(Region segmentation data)
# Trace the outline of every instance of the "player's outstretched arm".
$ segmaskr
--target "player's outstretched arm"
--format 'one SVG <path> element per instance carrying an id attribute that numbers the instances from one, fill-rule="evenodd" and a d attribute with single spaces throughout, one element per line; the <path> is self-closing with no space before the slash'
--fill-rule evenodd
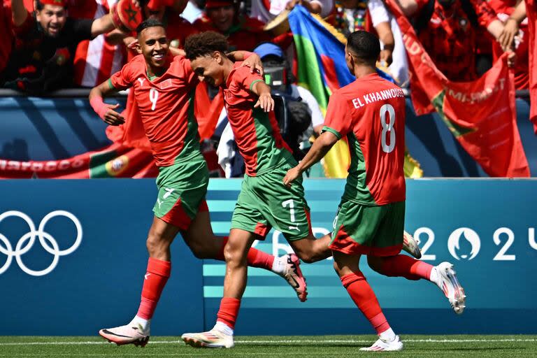
<path id="1" fill-rule="evenodd" d="M 261 57 L 257 53 L 249 52 L 248 51 L 233 51 L 227 55 L 233 62 L 243 61 L 241 66 L 246 66 L 250 67 L 250 72 L 251 73 L 258 72 L 261 76 L 263 76 L 264 73 Z"/>
<path id="2" fill-rule="evenodd" d="M 90 104 L 101 120 L 111 126 L 118 126 L 125 122 L 123 116 L 114 110 L 120 104 L 107 104 L 103 101 L 103 96 L 113 92 L 115 89 L 110 86 L 110 80 L 102 83 L 90 92 Z"/>
<path id="3" fill-rule="evenodd" d="M 252 92 L 259 96 L 254 108 L 261 108 L 265 112 L 274 110 L 274 99 L 271 96 L 271 87 L 262 80 L 257 80 L 252 86 Z"/>
<path id="4" fill-rule="evenodd" d="M 321 160 L 337 141 L 338 137 L 333 133 L 322 132 L 313 142 L 313 145 L 311 146 L 304 159 L 296 166 L 287 171 L 283 178 L 283 184 L 287 187 L 291 187 L 291 183 L 302 176 L 302 173 L 308 168 Z"/>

GIVEN TASK
Reproduce the rows above verbatim, line for line, omitting the pictures from your output.

ANSWER FOR THE TASK
# Trace the outline of every instance of the "player's outstretched arm".
$ segmaskr
--target "player's outstretched arm"
--format 'one SVG <path> element per instance carrying an id attribute that numbers the instances from one, fill-rule="evenodd" and a d attribute with single spaces throughout, one element per line; the <path> is self-closing with no space before the slash'
--fill-rule evenodd
<path id="1" fill-rule="evenodd" d="M 261 57 L 257 53 L 249 52 L 248 51 L 233 51 L 227 55 L 233 62 L 243 61 L 241 66 L 246 66 L 250 67 L 250 72 L 251 73 L 258 72 L 261 76 L 263 76 L 264 73 Z"/>
<path id="2" fill-rule="evenodd" d="M 90 104 L 101 120 L 111 126 L 118 126 L 125 122 L 123 116 L 114 110 L 120 104 L 107 104 L 103 101 L 103 96 L 113 92 L 115 89 L 110 86 L 110 80 L 102 83 L 90 92 Z"/>
<path id="3" fill-rule="evenodd" d="M 252 92 L 259 96 L 254 108 L 261 108 L 265 112 L 274 110 L 274 99 L 271 96 L 271 87 L 262 80 L 257 80 L 252 86 Z"/>
<path id="4" fill-rule="evenodd" d="M 321 160 L 337 141 L 338 137 L 333 133 L 322 132 L 313 142 L 313 145 L 311 146 L 304 159 L 296 166 L 287 171 L 283 178 L 283 184 L 287 187 L 291 187 L 291 183 L 302 176 L 302 173 L 308 168 Z"/>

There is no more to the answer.